--- Supplied records ---
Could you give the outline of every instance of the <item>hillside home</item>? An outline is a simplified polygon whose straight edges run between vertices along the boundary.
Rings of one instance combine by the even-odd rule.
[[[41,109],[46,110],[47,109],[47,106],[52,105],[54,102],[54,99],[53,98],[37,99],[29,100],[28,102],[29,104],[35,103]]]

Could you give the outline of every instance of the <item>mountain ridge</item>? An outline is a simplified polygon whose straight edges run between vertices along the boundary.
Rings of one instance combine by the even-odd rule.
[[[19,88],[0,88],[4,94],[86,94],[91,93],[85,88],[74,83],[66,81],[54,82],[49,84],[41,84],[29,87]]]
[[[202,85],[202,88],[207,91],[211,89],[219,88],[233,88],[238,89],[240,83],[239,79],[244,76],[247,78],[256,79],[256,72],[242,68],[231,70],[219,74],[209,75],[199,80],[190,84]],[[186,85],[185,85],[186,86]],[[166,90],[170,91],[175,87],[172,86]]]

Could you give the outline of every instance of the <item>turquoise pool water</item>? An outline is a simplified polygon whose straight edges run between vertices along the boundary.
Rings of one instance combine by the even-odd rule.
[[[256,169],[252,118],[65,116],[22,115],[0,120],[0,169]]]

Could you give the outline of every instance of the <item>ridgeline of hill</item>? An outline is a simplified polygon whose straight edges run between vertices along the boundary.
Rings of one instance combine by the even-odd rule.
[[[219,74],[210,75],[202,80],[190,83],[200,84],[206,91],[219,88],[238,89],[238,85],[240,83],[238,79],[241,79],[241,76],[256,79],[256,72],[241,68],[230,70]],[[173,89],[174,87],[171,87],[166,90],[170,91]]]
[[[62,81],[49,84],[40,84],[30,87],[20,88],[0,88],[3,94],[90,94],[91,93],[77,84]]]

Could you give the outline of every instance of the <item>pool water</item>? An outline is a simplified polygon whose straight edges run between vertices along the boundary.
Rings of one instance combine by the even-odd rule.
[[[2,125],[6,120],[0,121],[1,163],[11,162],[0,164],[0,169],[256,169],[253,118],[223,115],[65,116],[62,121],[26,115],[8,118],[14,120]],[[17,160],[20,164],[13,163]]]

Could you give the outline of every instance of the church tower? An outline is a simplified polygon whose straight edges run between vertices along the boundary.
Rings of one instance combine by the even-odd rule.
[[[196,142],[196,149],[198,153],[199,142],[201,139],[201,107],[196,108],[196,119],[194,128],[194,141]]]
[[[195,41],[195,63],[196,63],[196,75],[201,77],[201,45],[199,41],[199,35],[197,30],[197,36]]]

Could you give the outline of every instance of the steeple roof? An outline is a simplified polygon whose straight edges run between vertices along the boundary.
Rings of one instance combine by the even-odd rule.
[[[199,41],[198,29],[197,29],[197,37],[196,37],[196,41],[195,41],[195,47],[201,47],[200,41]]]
---
Aim :: Write out all of the entries above again, character for character.

Task answer ::
Could you give the outline of every instance of the <item>hillside home</item>? An outline is a simplified polygon whose straight edges run between vertices along the boundary.
Rings of one instance combine by the even-odd rule.
[[[41,109],[46,110],[47,109],[47,106],[52,105],[54,102],[54,99],[53,98],[37,99],[29,100],[28,102],[29,104],[35,103]]]

Could you give the outline of every instance of the <item>mountain ridge</item>? An outline is a simplified polygon whose straight edges run between vertices along the boundary.
Rings of one instance combine by the even-odd rule.
[[[19,88],[0,88],[4,94],[86,94],[91,93],[85,88],[74,83],[66,81],[54,82],[49,84],[41,84],[29,87]]]
[[[202,85],[202,88],[207,91],[211,89],[219,88],[233,88],[238,89],[240,83],[239,79],[244,76],[247,78],[256,79],[256,72],[242,68],[231,70],[219,74],[209,75],[199,80],[190,84]],[[186,85],[185,85],[186,86]],[[166,90],[170,91],[175,87],[172,86]]]

Could you give the outline of every instance of the <item>turquoise pool water</item>? An outline is a simplified polygon whose straight edges run between vertices along the boundary.
Rings of one instance combine by the even-odd rule.
[[[256,169],[252,118],[65,116],[22,115],[0,120],[0,169]]]

Could you give the outline of every instance of the <item>ridgeline of hill</item>? An outline is a simplified polygon whose straight edges run between vertices along the boundary.
Rings of one instance combine by the even-odd rule.
[[[219,74],[210,75],[202,80],[190,83],[200,84],[206,91],[219,88],[238,89],[238,85],[240,83],[238,79],[241,79],[241,76],[256,79],[256,72],[241,68],[230,70]],[[173,89],[174,87],[171,87],[166,90],[170,91]]]
[[[62,81],[49,84],[40,84],[30,87],[20,88],[0,88],[3,94],[90,94],[91,93],[77,84]]]

Could you give the outline of every instance of the <item>pool water</item>? An outline is a simplified polygon whose straight edges run between vertices along the boundary.
Rings of one instance combine by the even-odd rule.
[[[2,125],[6,120],[0,121],[1,163],[11,162],[0,164],[0,169],[256,169],[253,118],[223,115],[65,116],[62,121],[26,115],[8,118],[14,120]],[[17,160],[20,164],[13,163]]]

Could you give the outline of every instance of the church tower? An outline is a simplified polygon whose straight edges run between vertices along the boundary.
Rings of one instance combine by the even-odd rule.
[[[196,142],[196,149],[198,153],[199,142],[201,139],[201,107],[196,108],[196,119],[194,128],[194,141]]]
[[[195,41],[195,63],[196,63],[196,75],[201,77],[201,45],[199,41],[199,35],[197,30],[197,36]]]

Could you give the outline of every instance of the steeple roof? An outline is a simplified polygon whose straight edges run between vertices along the boundary.
Rings of one instance combine by the even-odd rule.
[[[199,41],[198,29],[197,29],[197,37],[196,37],[196,41],[195,41],[195,47],[201,47],[200,41]]]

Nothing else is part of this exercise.